(MATERIAL SHOWN)

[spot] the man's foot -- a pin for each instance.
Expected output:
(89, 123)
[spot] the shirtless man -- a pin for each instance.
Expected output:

(End MATERIAL SHOWN)

Could you set down every record exactly as given?

## TASK OUTPUT
[spot] the man's foot -- a pin for each instance.
Expected output:
(89, 123)
[spot] the shirtless man -- a pin for each instance.
Expected output:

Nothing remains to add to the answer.